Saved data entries

%%

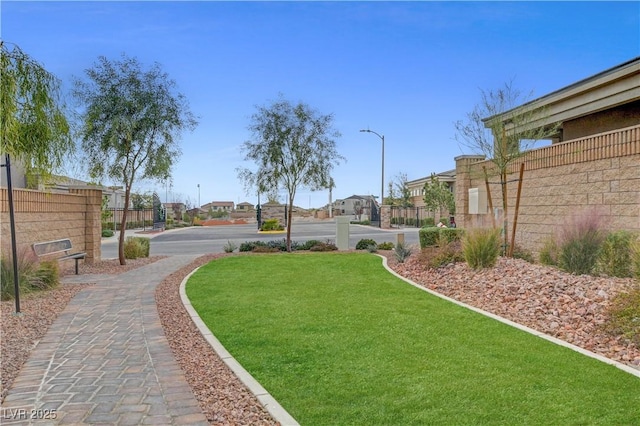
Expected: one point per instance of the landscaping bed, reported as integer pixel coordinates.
(569, 307)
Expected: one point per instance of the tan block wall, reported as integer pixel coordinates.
(44, 216)
(600, 172)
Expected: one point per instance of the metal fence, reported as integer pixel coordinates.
(416, 217)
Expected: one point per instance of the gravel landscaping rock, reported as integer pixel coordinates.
(569, 307)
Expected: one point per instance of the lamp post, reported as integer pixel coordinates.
(382, 182)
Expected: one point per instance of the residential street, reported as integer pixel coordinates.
(211, 239)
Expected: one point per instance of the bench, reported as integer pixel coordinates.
(58, 246)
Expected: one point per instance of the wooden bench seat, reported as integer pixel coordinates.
(58, 246)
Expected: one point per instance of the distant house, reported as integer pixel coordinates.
(356, 206)
(244, 207)
(416, 187)
(175, 210)
(217, 206)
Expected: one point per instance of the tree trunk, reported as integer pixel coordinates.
(515, 213)
(289, 215)
(123, 226)
(503, 183)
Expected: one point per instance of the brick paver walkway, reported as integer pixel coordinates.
(105, 360)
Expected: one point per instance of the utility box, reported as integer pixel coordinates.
(342, 232)
(477, 201)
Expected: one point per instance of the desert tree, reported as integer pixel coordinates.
(131, 120)
(502, 127)
(33, 126)
(438, 196)
(292, 146)
(404, 194)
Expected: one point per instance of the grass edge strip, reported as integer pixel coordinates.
(274, 408)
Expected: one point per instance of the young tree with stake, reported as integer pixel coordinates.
(503, 127)
(130, 125)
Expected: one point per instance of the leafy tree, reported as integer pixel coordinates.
(404, 194)
(437, 196)
(293, 146)
(131, 123)
(33, 126)
(503, 127)
(141, 201)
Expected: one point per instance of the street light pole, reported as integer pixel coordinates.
(382, 180)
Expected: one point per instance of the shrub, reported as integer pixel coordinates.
(549, 252)
(230, 247)
(385, 246)
(580, 243)
(428, 236)
(401, 252)
(271, 225)
(324, 247)
(428, 222)
(280, 245)
(364, 244)
(265, 249)
(481, 247)
(250, 245)
(523, 253)
(624, 315)
(614, 259)
(135, 247)
(308, 244)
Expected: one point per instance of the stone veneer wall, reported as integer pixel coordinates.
(47, 216)
(600, 171)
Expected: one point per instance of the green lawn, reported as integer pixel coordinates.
(337, 339)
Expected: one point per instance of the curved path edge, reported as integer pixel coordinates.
(529, 330)
(274, 408)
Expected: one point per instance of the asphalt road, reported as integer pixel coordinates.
(212, 239)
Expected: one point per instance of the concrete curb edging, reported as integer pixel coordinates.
(537, 333)
(268, 402)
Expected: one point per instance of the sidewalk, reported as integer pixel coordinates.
(105, 360)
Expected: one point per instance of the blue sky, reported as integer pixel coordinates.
(407, 70)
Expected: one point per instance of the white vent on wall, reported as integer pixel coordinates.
(477, 201)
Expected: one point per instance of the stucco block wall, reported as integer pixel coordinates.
(600, 172)
(44, 216)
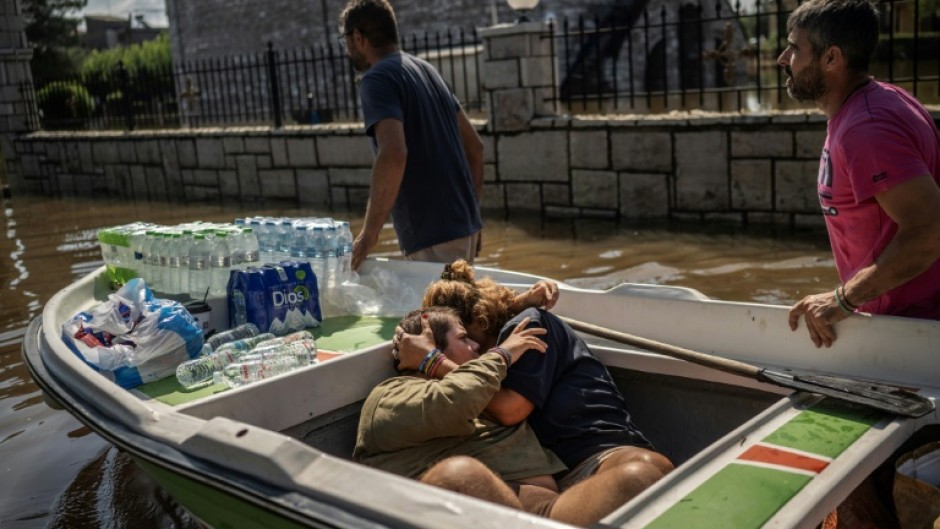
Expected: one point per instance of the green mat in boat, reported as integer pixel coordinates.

%%

■ What the task requires ■
The entries above are to be returned exactly, without their pictures.

■ Result of this task ■
Expected: one point per instance of the landscaping bed, reported as integer pixel coordinates.
(569, 307)
Expected: one point per instance of the tan block wall, reported as integer pixel coordinates.
(44, 216)
(600, 172)
Expected: one point per instance of the metal fence, reported as integer pixel coordinates.
(416, 217)
Expected: one point per instance of the gravel landscaping rock, reported as integer pixel coordinates.
(569, 307)
Expected: one point per instance of the lamp post, reported as integer pixel coordinates.
(382, 182)
Expected: one point per instance of the residential street, reported as integer pixel coordinates.
(211, 239)
Expected: one point per instance of the bench, reported as integer pixel coordinates.
(58, 246)
Expected: one point per instance of the wooden bench seat, reported as integer pixel coordinates.
(58, 246)
Expected: one point per instance of the distant house, reported as integer pixel coordinates.
(356, 206)
(244, 207)
(416, 187)
(175, 210)
(217, 206)
Expected: one point per instance of the tree trunk, reported as integer pixel coordinates.
(515, 213)
(289, 215)
(123, 226)
(503, 183)
Expected: one point per instance of the brick paver walkway, reported as integer pixel coordinates.
(105, 360)
Expected: one point per instance of the utility box, reported as integer pixel coordinates.
(342, 232)
(477, 201)
Expected: one point per instance of the desert tree, reported as integer pixel coordinates.
(131, 120)
(502, 127)
(33, 126)
(438, 196)
(292, 146)
(404, 194)
Expected: one point per instance of the grass edge strip, reported as integer pixel coordinates.
(274, 408)
Expected: one point per instance of the young tree with stake, reported as integer pixel coordinates.
(503, 127)
(130, 125)
Expected: one point per instance of the leafy tree, reported as integer pixel coordinates.
(404, 194)
(437, 196)
(293, 146)
(131, 123)
(33, 126)
(503, 127)
(141, 201)
Expected: one point per instance of the street light pole, reported as integer pixel coordinates.
(382, 180)
Expected: one point per instance of the shrub, reported as integer pixel coordinates.
(549, 252)
(230, 247)
(385, 246)
(580, 243)
(428, 236)
(401, 252)
(271, 225)
(324, 247)
(428, 222)
(280, 245)
(364, 244)
(265, 249)
(481, 247)
(250, 245)
(523, 253)
(624, 315)
(614, 259)
(135, 247)
(308, 244)
Expected: one point per instance of the stone veneer wall, reported as integer pixel coordinates.
(47, 216)
(600, 171)
Expected: one point per instance of the green lawn, reported as integer pixel coordinates.
(337, 339)
Expected: one point per instance of the curved path edge, reported as integer pixel coordinates.
(529, 330)
(274, 408)
Expected: one point per instance of the asphalt road, reported as integer pixel coordinates.
(212, 239)
Expected: one point per instance of the concrete curb edging, reported as integer pixel coordinates.
(537, 333)
(268, 402)
Expected: one point per instance of the sidewalk, reported as integer pixel coordinates.
(105, 360)
Expected: one point per instance of the blue sky, reported as integer pixel coordinates.
(407, 70)
Expected: one point per instance of the white vent on wall, reported as integer pixel coordinates.
(477, 201)
Expected: one point per instance of the stucco block wall, reported as integer pixel coordinates.
(600, 172)
(44, 216)
Expected: one point per instance of the green mat in boat, reported as integer pixel coordinates.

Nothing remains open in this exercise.